### SUPPLIED MATERIAL
┄┄┄┄┄┄┄┄┄┄┄┄┄┄┄┄┄┄┄┄
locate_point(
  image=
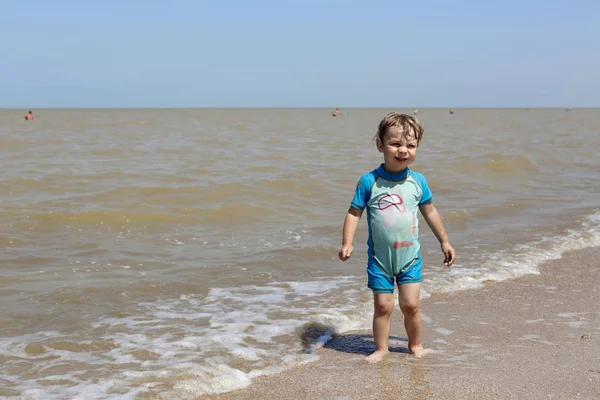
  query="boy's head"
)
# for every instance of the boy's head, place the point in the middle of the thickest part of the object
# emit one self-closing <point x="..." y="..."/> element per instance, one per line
<point x="398" y="138"/>
<point x="402" y="124"/>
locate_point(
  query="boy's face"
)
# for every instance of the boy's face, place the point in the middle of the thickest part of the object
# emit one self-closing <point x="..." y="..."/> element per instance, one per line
<point x="399" y="150"/>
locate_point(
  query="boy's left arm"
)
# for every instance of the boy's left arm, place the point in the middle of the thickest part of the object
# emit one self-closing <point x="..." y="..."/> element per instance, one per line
<point x="437" y="226"/>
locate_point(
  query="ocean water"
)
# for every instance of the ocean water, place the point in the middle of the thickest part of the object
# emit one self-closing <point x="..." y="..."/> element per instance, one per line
<point x="174" y="253"/>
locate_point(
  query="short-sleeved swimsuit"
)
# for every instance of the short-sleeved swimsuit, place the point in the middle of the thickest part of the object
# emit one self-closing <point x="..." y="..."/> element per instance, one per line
<point x="392" y="202"/>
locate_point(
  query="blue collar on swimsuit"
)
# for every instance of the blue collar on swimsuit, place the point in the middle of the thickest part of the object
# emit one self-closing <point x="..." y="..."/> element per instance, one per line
<point x="392" y="177"/>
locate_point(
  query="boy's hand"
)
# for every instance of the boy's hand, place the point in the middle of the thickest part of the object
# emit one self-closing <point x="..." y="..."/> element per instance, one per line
<point x="345" y="252"/>
<point x="449" y="254"/>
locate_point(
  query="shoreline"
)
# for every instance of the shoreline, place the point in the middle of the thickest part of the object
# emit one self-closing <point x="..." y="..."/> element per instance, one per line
<point x="534" y="337"/>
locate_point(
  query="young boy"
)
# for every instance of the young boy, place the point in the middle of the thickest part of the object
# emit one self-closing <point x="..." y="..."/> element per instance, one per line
<point x="392" y="195"/>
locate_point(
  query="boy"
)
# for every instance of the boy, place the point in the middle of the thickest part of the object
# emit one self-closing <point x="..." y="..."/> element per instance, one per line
<point x="392" y="195"/>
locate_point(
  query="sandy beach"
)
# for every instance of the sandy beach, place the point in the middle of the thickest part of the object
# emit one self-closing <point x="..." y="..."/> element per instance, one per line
<point x="536" y="337"/>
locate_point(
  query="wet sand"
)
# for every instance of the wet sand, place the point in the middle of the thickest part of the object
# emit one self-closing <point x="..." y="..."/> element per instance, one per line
<point x="536" y="337"/>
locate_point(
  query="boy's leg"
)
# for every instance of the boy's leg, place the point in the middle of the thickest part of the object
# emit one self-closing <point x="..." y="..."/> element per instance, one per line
<point x="408" y="299"/>
<point x="384" y="305"/>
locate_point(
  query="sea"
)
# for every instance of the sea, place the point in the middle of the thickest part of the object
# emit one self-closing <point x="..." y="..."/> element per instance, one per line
<point x="175" y="253"/>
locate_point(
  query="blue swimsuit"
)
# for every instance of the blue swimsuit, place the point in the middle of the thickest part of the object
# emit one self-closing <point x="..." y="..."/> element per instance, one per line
<point x="392" y="202"/>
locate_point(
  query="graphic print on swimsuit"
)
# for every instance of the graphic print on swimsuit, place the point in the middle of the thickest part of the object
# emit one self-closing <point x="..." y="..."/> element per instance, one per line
<point x="392" y="210"/>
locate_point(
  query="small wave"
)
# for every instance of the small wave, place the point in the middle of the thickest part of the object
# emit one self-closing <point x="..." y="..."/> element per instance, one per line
<point x="520" y="260"/>
<point x="495" y="163"/>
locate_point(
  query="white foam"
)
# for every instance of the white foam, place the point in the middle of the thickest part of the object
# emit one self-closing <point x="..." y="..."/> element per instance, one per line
<point x="512" y="263"/>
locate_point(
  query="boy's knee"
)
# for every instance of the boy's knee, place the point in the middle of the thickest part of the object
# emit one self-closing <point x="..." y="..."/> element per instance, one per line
<point x="384" y="307"/>
<point x="410" y="308"/>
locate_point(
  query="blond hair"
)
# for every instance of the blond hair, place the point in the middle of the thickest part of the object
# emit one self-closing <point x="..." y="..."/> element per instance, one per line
<point x="407" y="125"/>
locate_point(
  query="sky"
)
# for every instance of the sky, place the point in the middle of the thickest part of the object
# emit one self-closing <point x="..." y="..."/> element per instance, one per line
<point x="309" y="53"/>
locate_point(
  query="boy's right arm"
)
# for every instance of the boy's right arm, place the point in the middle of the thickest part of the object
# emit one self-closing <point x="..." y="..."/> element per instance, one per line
<point x="350" y="225"/>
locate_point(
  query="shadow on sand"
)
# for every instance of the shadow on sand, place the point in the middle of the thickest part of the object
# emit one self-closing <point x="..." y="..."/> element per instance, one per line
<point x="313" y="333"/>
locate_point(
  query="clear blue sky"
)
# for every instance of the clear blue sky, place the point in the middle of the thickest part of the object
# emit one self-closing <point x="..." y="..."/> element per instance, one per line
<point x="259" y="53"/>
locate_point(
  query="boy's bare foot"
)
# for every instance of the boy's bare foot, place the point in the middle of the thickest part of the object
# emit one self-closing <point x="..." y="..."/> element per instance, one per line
<point x="376" y="356"/>
<point x="418" y="351"/>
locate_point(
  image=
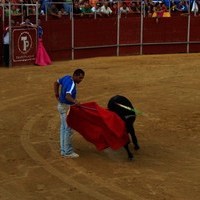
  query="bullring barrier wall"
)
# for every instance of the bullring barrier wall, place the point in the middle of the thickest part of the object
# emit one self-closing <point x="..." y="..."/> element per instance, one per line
<point x="84" y="37"/>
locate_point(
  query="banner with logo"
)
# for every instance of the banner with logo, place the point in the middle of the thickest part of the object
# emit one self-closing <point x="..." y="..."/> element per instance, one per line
<point x="24" y="44"/>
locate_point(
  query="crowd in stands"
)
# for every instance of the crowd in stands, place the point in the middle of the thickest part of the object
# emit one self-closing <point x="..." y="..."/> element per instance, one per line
<point x="59" y="8"/>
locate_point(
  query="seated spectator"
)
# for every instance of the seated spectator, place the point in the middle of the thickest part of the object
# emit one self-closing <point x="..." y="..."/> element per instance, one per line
<point x="63" y="12"/>
<point x="114" y="8"/>
<point x="124" y="9"/>
<point x="97" y="9"/>
<point x="105" y="9"/>
<point x="68" y="4"/>
<point x="76" y="9"/>
<point x="86" y="8"/>
<point x="27" y="23"/>
<point x="182" y="7"/>
<point x="14" y="11"/>
<point x="44" y="5"/>
<point x="135" y="7"/>
<point x="53" y="11"/>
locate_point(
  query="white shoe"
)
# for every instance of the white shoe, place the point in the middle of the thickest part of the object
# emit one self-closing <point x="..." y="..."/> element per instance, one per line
<point x="72" y="155"/>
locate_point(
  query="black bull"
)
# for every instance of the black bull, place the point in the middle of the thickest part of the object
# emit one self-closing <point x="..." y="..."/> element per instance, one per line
<point x="128" y="116"/>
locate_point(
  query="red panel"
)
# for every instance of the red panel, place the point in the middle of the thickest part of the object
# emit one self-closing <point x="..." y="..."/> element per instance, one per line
<point x="195" y="29"/>
<point x="24" y="43"/>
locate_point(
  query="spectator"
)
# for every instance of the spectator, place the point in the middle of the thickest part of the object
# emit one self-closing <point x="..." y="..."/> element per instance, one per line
<point x="76" y="9"/>
<point x="68" y="6"/>
<point x="27" y="23"/>
<point x="97" y="9"/>
<point x="86" y="9"/>
<point x="53" y="11"/>
<point x="134" y="7"/>
<point x="105" y="9"/>
<point x="124" y="9"/>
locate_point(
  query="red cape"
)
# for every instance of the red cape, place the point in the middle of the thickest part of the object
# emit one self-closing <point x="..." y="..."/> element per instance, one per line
<point x="98" y="125"/>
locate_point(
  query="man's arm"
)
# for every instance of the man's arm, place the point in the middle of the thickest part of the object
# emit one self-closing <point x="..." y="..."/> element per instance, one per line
<point x="56" y="89"/>
<point x="71" y="99"/>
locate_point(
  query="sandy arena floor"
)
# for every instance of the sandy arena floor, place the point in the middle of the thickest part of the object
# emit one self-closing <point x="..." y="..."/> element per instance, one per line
┄┄┄┄┄┄┄┄┄┄┄┄┄┄┄┄┄┄┄┄
### YOUR ASSIGNMENT
From the entries above, copy every line that holds the word "swimsuit".

### ANSWER TO THIS EXERCISE
  query="short-sleeved swimsuit"
# for every instance of the short-sleeved swimsuit, place the point in the middle of the thickest part of the object
  query="blue collar on swimsuit"
# for every instance of the blue collar on swimsuit, place the point in the middle of the thickest part of the object
  query="blue swimsuit"
# for every instance of the blue swimsuit, place the point in the middle of the thickest part of the object
  query="graphic print on swimsuit"
# for every instance of the graphic print on swimsuit, place the point in the middle of the thickest part of the object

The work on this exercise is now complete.